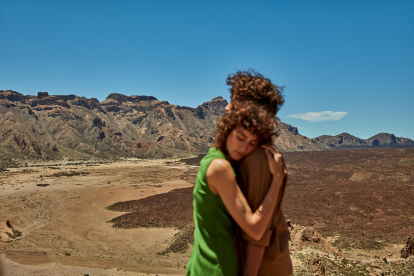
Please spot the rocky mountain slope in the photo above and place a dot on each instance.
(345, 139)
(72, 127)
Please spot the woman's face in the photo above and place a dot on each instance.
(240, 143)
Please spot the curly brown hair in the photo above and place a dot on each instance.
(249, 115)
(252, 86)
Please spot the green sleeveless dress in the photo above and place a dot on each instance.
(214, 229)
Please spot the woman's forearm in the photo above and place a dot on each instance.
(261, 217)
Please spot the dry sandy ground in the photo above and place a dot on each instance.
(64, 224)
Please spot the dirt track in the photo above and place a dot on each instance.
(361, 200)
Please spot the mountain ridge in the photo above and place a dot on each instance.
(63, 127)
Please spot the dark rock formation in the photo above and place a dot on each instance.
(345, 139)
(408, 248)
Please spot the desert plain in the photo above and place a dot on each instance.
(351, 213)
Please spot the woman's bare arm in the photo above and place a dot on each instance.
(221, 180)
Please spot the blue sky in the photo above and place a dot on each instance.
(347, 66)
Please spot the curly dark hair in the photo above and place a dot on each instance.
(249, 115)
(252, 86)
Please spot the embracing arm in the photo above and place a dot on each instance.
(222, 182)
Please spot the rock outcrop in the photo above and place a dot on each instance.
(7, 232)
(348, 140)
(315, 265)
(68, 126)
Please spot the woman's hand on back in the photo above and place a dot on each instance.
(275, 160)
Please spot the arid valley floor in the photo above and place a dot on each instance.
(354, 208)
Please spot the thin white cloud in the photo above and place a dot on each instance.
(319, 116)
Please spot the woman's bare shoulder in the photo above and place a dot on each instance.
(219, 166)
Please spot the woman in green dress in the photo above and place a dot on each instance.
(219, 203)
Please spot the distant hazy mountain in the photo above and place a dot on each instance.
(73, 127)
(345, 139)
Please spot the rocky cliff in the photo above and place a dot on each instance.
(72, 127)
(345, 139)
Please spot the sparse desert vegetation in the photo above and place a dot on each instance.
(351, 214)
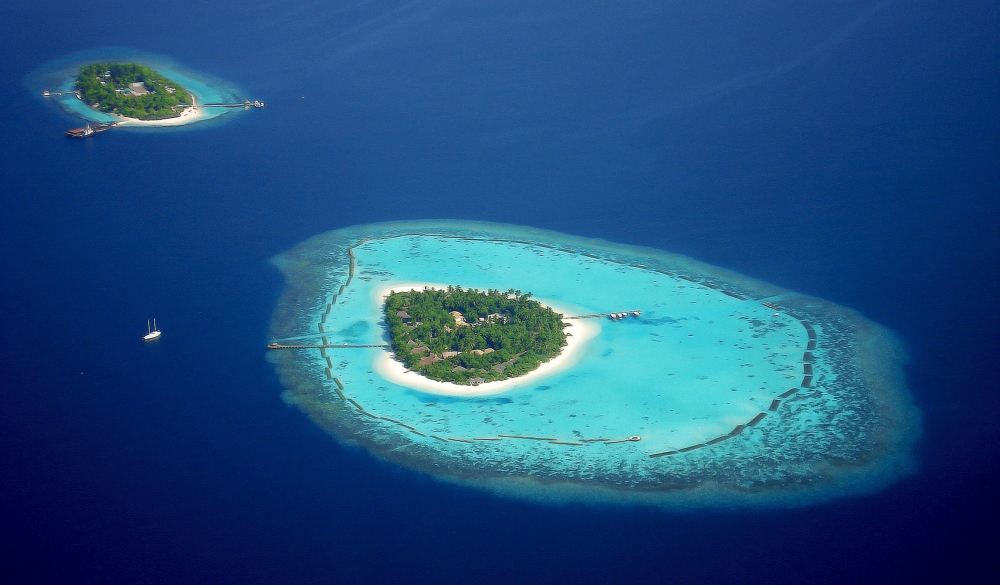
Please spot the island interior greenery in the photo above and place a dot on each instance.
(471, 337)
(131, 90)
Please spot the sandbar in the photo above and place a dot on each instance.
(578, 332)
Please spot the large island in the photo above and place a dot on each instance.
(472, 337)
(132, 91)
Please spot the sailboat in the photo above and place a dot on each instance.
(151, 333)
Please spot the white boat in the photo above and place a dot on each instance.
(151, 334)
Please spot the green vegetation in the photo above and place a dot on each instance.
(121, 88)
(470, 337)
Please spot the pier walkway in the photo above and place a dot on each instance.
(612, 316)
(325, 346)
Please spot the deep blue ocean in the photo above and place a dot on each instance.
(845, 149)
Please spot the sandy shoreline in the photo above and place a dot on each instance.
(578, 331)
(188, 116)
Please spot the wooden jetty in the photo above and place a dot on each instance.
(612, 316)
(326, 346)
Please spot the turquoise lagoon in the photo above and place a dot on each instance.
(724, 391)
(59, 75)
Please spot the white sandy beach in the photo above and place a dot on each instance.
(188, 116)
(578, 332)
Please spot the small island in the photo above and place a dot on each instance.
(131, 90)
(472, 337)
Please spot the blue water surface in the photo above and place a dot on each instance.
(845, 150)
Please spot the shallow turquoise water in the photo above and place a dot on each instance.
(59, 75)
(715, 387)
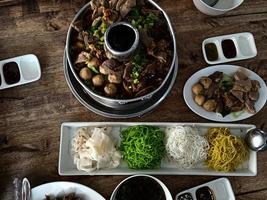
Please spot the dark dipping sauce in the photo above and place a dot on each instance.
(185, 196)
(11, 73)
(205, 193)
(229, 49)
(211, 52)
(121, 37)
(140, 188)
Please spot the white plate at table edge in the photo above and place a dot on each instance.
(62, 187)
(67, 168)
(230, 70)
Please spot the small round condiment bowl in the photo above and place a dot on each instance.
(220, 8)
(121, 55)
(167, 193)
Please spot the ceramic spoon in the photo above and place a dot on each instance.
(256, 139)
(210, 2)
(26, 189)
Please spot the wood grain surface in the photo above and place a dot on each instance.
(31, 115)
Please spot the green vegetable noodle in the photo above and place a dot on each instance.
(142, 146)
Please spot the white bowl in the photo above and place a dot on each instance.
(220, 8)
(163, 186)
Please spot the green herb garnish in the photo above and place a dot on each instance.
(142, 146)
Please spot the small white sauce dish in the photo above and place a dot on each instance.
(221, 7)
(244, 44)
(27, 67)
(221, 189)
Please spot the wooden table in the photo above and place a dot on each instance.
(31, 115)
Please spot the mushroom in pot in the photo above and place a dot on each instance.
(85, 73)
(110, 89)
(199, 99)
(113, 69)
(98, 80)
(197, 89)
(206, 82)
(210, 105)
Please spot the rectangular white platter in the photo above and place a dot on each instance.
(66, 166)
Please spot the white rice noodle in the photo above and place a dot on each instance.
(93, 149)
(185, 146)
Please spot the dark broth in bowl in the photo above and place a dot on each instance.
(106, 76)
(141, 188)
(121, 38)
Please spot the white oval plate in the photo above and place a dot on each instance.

TASK TO CARRY OUT: Give back the entries verbatim. Do not include any picture.

RESULT OF THIS TASK:
Please spot the rocky mountain slope in the photo above and place a dot on each instance.
(345, 139)
(72, 127)
Please spot the woman's face in the photo above and place a dot on each instance.
(240, 143)
Please spot the curly brown hair in the photo above and place a dot on each instance.
(249, 115)
(252, 86)
Please spot the green sleeveless dress in the photo above and place a dot on each instance.
(214, 229)
Please spot the woman's forearm in the photo above and place a dot on each instance.
(261, 217)
Please spot the dry sandy ground in the photo above and place a dot on each instance.
(64, 224)
Please spot the dirt track in the photo above and place a dot on each instance.
(361, 200)
Please spot the mountain ridge in the photo above and place a dot on each instance.
(63, 127)
Please spot the dark rock formation in the photo above and place a dot on each instance.
(345, 139)
(408, 248)
Please spot the desert plain in the photo above and place a dot on each instance.
(351, 213)
Please spot the woman's bare arm in the photo above and place a dot on each instance.
(221, 180)
Please spot the blue sky in the photo above and place a dot on each instance.
(347, 66)
Please spot the curly dark hair in the photo above and place a dot on each instance.
(249, 115)
(252, 86)
Please spot the embracing arm in the photo above and place a dot on each instance.
(222, 182)
Please spot the rock outcrop in the photo above and place a dot on each instance.
(7, 232)
(348, 140)
(315, 265)
(68, 126)
Please spot the woman's hand on back in the photo above and place a dot on each instance.
(275, 160)
Please spot the arid valley floor in the photo above and place a dot on each instance.
(354, 208)
Please spot the thin white cloud in the photo above and place a dot on each instance.
(319, 116)
Please spot the woman's bare shoulder in the photo above and place a dot on each instance.
(219, 166)
Please spot the woman in green dress in the photo above and place a dot on each instance.
(219, 203)
Please spot the distant hazy mountain in the photo above and place a dot on each instance.
(73, 127)
(345, 139)
Please spot the rocky cliff in the photo above and place a dot on each instance.
(72, 127)
(345, 139)
Please spot the sparse desert vegetation in the photo above and place a dot on each instance.
(351, 214)
Please spot the island interior greenery in the photo above and place a dot on each instance.
(471, 337)
(131, 90)
Please spot the sandbar in the photo above and place a dot on each instance.
(578, 332)
Please spot the large island in the photo above and place a dot on each instance.
(472, 337)
(132, 91)
Please spot the sailboat in the photo above and place a dot on each instance.
(151, 333)
Please spot the white boat in the photo above and place a dot on each instance.
(151, 334)
Please spot the green vegetation in the photo above and place a dot on each instance.
(121, 88)
(470, 337)
Please spot the pier walkway in the photo above and place a dot on each instance.
(612, 316)
(325, 346)
Please spot the deep blue ocean in the photo above and place a dot on each instance.
(845, 149)
Please spot the sandy shoreline in the photo above and place a dot on each instance.
(578, 331)
(188, 116)
Please spot the wooden jetty in the photo above and place a dot on each instance.
(612, 316)
(326, 346)
Please spot the turquoise lagoon in the photo above and place a dot on each instance.
(724, 391)
(59, 75)
Please spot the white sandy beach in the photo above and place a dot on each instance.
(188, 116)
(578, 332)
Please spot the small island in the photo above and place a dot on each instance.
(131, 90)
(472, 337)
Please spot the blue water surface in the photo above and place a dot on each instance.
(845, 150)
Please spot the shallow turquoise water in the photo above and place a dot on each instance.
(59, 75)
(715, 387)
Please spot the dark dipping sauce in the photo above and place a dot on each instance.
(185, 196)
(11, 73)
(205, 193)
(229, 49)
(211, 52)
(121, 37)
(140, 188)
Please spot the white plate at table edge in the photo above and place a dot on each instance.
(62, 187)
(67, 168)
(230, 70)
Please spot the small round condiment bowl in the photo above and place a dot on each instance.
(220, 8)
(121, 55)
(167, 193)
Please spot the ceramic spoon in the photo above and place a dot on each instance.
(256, 139)
(210, 2)
(26, 189)
Please spot the wood grain surface in the photo above and place a dot on each instance.
(31, 115)
Please spot the green vegetable noodle in the photo above and place a dot on each instance.
(142, 146)
Please spot the white bowl in the photo above and place a dot on each instance.
(220, 8)
(163, 186)
Please spot the green herb garnish in the photo above and place a dot on each instance.
(142, 146)
Please spot the small white sauce dish in the photo above and place a dot on each instance.
(221, 7)
(244, 44)
(27, 67)
(221, 189)
Please spot the wooden table in the photo above and place a dot on each instance.
(31, 115)
Please spot the mushroom in pot in the photo above and place a dot on each instance.
(85, 73)
(110, 89)
(199, 99)
(113, 69)
(98, 80)
(197, 89)
(206, 82)
(210, 105)
Please spot the rectangular white platter in the photo above and place a dot on each instance.
(66, 166)
Please spot the white rice noodle in the photo above and place a dot on each instance.
(93, 149)
(185, 146)
Please spot the dark broth in bowl in the photo above and place a dot on each instance.
(106, 76)
(141, 188)
(121, 38)
Please spot the white oval plate in the photo above and place a dot on each instance.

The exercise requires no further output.